▸ Direction
Give back only the lines from the one with "Would you mind indicating the airplane" through the last line of the data, exactly as they appear.
[Dataset excerpts start]
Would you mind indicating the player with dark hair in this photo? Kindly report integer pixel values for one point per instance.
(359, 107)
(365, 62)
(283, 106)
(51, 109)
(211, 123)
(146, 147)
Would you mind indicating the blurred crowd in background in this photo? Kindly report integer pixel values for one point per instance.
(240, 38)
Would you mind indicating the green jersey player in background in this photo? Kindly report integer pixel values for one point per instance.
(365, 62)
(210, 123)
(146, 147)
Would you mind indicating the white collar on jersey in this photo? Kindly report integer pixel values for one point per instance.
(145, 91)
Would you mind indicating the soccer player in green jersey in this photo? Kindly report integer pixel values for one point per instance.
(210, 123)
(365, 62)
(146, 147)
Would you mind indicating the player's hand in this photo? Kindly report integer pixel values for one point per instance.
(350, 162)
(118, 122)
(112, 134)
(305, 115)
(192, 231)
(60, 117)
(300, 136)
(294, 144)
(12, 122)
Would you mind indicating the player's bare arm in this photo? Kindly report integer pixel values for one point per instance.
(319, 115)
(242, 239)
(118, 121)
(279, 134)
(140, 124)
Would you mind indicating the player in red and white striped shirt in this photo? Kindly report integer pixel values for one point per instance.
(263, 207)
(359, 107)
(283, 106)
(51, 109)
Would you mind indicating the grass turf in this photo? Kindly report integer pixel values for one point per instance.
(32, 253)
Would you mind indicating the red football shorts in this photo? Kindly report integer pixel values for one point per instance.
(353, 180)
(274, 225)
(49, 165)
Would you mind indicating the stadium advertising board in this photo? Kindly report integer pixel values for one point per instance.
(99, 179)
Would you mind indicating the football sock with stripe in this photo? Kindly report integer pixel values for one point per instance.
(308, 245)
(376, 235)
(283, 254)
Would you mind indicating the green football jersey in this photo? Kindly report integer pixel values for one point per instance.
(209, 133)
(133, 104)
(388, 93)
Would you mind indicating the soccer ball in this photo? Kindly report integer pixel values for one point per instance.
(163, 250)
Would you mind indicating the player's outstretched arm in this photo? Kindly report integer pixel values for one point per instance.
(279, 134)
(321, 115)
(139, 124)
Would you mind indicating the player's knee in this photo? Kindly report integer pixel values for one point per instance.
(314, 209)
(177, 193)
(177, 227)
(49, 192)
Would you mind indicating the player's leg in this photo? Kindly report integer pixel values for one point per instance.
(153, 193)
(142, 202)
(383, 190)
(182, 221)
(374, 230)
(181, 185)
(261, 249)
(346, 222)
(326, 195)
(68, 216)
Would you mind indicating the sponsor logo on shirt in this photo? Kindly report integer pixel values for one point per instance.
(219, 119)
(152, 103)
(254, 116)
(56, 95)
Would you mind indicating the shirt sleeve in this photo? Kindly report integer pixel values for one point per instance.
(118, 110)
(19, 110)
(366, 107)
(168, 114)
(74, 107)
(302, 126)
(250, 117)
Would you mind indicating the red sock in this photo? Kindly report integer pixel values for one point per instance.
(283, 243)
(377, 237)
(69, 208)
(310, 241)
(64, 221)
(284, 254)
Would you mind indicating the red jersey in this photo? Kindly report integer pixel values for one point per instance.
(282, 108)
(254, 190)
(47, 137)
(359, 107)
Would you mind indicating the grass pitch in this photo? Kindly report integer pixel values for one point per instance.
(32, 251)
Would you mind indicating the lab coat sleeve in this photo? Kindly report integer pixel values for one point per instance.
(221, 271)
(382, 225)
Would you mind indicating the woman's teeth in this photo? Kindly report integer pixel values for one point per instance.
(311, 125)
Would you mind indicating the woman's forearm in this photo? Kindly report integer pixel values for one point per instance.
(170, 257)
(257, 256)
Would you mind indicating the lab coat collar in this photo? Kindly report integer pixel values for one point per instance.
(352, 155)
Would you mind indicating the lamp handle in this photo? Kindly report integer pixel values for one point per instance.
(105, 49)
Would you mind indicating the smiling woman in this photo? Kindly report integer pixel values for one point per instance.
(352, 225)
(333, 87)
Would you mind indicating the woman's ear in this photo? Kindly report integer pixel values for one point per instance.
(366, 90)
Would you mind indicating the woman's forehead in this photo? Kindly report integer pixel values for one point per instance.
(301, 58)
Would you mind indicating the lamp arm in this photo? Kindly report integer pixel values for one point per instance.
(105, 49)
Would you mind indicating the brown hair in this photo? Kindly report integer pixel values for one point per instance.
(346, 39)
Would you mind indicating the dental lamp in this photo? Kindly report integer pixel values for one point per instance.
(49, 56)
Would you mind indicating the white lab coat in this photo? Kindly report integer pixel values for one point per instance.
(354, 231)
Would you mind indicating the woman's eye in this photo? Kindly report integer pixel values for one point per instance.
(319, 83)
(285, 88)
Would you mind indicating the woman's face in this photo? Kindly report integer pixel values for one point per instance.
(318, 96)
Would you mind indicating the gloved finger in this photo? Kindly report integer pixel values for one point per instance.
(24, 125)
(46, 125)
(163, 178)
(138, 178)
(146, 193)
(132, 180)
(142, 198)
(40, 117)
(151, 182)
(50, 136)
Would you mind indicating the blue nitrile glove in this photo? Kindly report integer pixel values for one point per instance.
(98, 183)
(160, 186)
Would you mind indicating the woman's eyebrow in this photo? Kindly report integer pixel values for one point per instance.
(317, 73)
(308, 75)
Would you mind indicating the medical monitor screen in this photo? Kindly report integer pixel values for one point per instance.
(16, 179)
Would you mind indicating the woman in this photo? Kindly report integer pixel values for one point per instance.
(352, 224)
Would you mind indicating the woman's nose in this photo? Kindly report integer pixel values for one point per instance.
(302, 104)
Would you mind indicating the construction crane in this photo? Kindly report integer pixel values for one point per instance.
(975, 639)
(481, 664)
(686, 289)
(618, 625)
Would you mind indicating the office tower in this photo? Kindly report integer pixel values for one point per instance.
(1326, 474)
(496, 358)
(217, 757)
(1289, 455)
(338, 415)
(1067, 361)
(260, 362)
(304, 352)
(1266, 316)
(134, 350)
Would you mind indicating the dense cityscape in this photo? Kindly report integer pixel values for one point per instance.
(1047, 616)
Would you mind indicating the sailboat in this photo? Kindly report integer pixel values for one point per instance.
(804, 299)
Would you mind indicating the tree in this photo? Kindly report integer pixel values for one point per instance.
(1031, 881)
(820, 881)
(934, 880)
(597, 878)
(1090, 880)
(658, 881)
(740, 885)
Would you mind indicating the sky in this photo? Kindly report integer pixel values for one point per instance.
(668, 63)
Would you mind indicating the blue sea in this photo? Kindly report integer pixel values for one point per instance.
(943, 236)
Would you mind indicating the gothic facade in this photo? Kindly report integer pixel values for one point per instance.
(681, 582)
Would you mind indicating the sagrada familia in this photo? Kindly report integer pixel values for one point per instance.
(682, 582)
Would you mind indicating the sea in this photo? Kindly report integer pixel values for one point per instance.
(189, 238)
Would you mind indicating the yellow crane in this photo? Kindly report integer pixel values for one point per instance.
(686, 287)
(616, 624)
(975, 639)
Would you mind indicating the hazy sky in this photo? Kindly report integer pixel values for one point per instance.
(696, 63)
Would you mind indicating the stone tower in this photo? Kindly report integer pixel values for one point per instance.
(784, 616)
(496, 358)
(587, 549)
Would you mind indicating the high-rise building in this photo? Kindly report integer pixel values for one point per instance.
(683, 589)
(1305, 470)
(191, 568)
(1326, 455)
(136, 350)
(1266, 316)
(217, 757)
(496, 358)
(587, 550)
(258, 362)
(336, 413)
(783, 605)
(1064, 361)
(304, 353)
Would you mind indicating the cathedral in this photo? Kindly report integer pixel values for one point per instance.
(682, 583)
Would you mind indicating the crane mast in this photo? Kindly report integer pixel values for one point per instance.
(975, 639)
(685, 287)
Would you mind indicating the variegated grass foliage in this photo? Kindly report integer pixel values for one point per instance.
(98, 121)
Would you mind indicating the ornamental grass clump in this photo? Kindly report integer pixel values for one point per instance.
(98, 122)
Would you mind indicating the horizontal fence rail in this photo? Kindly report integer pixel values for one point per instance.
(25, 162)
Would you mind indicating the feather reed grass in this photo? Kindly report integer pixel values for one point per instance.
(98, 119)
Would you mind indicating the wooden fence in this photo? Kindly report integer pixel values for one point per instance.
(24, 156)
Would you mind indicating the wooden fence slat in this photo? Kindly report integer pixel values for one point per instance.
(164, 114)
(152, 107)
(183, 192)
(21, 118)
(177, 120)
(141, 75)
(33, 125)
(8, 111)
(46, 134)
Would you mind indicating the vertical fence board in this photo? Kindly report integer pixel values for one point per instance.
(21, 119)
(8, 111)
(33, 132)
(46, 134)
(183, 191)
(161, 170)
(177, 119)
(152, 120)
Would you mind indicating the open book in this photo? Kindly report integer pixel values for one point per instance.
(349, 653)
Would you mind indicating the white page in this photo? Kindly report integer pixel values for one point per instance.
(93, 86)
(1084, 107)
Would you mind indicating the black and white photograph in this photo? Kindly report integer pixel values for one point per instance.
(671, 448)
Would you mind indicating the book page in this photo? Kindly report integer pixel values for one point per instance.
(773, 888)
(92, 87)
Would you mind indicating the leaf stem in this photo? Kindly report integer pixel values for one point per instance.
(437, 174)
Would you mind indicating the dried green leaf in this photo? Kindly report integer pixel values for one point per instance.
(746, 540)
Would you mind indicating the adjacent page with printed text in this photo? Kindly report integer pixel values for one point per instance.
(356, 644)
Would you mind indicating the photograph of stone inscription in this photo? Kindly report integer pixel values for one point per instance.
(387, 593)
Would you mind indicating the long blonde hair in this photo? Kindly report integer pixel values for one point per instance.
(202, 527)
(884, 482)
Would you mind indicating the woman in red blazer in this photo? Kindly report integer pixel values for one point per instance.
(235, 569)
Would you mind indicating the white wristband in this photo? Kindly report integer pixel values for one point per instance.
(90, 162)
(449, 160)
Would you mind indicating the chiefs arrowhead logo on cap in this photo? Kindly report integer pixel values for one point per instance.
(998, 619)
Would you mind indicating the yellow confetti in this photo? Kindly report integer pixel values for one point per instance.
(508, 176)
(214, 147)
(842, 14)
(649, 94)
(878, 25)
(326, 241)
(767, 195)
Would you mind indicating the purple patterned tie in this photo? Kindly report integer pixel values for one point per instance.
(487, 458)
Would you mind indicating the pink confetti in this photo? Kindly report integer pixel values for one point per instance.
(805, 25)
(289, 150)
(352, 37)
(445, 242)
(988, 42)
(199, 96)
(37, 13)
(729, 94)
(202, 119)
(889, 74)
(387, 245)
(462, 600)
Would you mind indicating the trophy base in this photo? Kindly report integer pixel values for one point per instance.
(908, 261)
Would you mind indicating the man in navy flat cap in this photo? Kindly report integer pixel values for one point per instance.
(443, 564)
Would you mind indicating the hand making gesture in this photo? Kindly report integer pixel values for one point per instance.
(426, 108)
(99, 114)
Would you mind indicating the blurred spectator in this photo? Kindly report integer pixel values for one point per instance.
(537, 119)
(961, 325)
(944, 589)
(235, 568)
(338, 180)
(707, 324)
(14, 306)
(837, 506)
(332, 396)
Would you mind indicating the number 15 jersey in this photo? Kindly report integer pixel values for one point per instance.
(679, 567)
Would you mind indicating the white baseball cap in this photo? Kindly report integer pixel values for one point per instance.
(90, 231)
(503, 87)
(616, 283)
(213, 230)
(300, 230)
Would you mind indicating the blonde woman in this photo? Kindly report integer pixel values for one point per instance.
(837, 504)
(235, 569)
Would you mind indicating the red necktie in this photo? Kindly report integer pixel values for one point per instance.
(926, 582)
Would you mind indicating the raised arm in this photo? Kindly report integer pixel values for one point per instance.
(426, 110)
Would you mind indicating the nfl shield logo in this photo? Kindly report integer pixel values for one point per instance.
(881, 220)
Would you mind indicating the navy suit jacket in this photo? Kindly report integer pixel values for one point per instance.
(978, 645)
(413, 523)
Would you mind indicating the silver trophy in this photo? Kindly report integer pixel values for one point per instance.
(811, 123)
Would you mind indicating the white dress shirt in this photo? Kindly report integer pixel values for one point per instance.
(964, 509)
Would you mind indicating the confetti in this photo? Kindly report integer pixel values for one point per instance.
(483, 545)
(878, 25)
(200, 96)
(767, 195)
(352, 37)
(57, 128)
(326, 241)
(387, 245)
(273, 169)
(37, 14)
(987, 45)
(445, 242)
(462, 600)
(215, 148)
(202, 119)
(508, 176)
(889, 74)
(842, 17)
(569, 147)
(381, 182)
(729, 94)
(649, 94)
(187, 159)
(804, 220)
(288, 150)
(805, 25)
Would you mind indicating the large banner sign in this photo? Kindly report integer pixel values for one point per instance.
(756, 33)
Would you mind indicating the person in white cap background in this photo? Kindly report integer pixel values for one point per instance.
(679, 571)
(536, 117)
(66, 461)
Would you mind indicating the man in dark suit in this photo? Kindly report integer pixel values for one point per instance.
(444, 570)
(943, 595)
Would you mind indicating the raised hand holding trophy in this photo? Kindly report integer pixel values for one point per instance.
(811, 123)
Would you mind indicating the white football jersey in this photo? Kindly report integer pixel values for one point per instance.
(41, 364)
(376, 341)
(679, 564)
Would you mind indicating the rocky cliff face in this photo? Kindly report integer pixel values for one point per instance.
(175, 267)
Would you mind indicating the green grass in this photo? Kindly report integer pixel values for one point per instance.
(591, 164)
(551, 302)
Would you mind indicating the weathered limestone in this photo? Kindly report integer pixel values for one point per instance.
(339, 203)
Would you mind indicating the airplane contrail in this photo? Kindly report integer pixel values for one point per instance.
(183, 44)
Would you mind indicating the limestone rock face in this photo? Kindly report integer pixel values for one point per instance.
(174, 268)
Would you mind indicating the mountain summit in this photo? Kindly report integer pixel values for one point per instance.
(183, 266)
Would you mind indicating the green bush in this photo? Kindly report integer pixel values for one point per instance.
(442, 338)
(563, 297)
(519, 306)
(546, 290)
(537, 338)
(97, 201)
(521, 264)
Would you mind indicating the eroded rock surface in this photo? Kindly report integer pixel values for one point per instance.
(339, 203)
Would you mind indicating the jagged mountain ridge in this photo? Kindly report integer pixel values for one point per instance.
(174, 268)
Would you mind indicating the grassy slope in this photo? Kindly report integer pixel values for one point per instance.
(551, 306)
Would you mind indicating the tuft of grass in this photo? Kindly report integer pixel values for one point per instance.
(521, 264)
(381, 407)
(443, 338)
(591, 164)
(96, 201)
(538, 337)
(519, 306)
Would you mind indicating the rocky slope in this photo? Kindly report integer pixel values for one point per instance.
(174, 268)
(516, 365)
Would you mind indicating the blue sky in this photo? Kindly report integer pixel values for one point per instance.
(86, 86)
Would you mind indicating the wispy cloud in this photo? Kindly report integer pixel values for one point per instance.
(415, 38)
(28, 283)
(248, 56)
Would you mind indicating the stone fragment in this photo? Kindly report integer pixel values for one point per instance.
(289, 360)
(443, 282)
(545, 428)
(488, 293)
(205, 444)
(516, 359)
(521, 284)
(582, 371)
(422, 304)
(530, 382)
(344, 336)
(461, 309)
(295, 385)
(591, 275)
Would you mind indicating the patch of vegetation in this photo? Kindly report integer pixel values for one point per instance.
[Dataset excerpts end]
▸ Solution for this exercise
Would you mind indicating the airplane contrail in this photo? Kindly report integer pixel values for one point per instance.
(183, 44)
Would you mind indicating the limestone rock face in this photo? Kindly report integer pixel values for one point per instance.
(174, 268)
Would you mind indicating the mountain summit in this photo? Kindly report integer pixel values for one point per instance.
(183, 266)
Would you mind indicating the green bush in this photo? Kindly report integer pixel values for one point per instance.
(442, 338)
(563, 297)
(519, 306)
(546, 290)
(537, 338)
(97, 201)
(521, 264)
Would you mind indicating the eroded rock surface in this photo? Kindly report integer pixel values for one point per instance.
(339, 203)
Would you mind indicating the jagged mountain ridge in this photo? Kindly report integer pixel values for one point per instance.
(174, 268)
Would you mind indicating the grassy slope in this photo? Kindly report integer pixel values for one point per instance.
(551, 306)
Would you mind indicating the tuft of grass in this photo? Kindly report integer pixel values for one point per instance.
(521, 264)
(381, 407)
(443, 338)
(591, 164)
(96, 201)
(538, 337)
(519, 306)
Would you mind indicating the rocky slope in this photo? Kindly report integer pixel values for one point per instance.
(174, 268)
(516, 365)
Would you mind indicating the blue sky in this photo? Kindly report integer pixel values for one point per instance.
(86, 86)
Would you mind indicating the wispy cloud in this photo? Kindly report integer pixel values for one point per instance.
(415, 38)
(28, 283)
(248, 56)
Would you mind indicating the stone fragment in this photo? Kindly report integer pixel values for one point per instance.
(289, 360)
(443, 282)
(545, 428)
(488, 293)
(205, 444)
(516, 359)
(521, 284)
(582, 371)
(422, 304)
(530, 382)
(344, 336)
(461, 309)
(295, 385)
(591, 275)
Would you mind indicating the patch of vegetation in this photo? Kindly report integer pixel values for one point per instance.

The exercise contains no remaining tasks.